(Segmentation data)

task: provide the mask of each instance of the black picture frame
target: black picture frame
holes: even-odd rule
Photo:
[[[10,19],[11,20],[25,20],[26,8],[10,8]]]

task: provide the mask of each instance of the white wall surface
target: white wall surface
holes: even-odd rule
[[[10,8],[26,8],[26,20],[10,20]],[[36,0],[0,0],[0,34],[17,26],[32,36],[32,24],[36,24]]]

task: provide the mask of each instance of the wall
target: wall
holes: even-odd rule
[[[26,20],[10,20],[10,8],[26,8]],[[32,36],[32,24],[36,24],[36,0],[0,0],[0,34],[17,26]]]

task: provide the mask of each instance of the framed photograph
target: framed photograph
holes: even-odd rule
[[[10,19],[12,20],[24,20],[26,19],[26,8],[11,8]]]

• Problem
Format every item above as a two-column CSV with one row per item: put the item's text in a column headed "instruction" and its answer in a column headed "outline". Enclose each field in double quotes and replace any line breaks with spaces.

• The response
instruction,outline
"task: provide the mask of each instance of the black picture frame target: black picture frame holes: even-odd rule Photo:","[[[10,19],[11,20],[25,20],[26,8],[10,8]]]"
"task: provide the mask of each instance of the white wall surface target: white wall surface holes: even-odd rule","[[[10,8],[26,8],[26,20],[10,20]],[[36,0],[0,0],[0,34],[17,26],[32,36],[32,24],[36,24]]]"
"task: provide the mask of each instance of the wall target: wall holes: even-odd rule","[[[26,20],[10,20],[10,8],[26,8]],[[32,36],[32,24],[36,24],[36,0],[0,0],[0,34],[17,26]]]"
"task: provide the mask of each instance of the framed photograph target: framed photograph holes: even-odd rule","[[[10,19],[12,20],[24,20],[26,19],[26,8],[11,8]]]"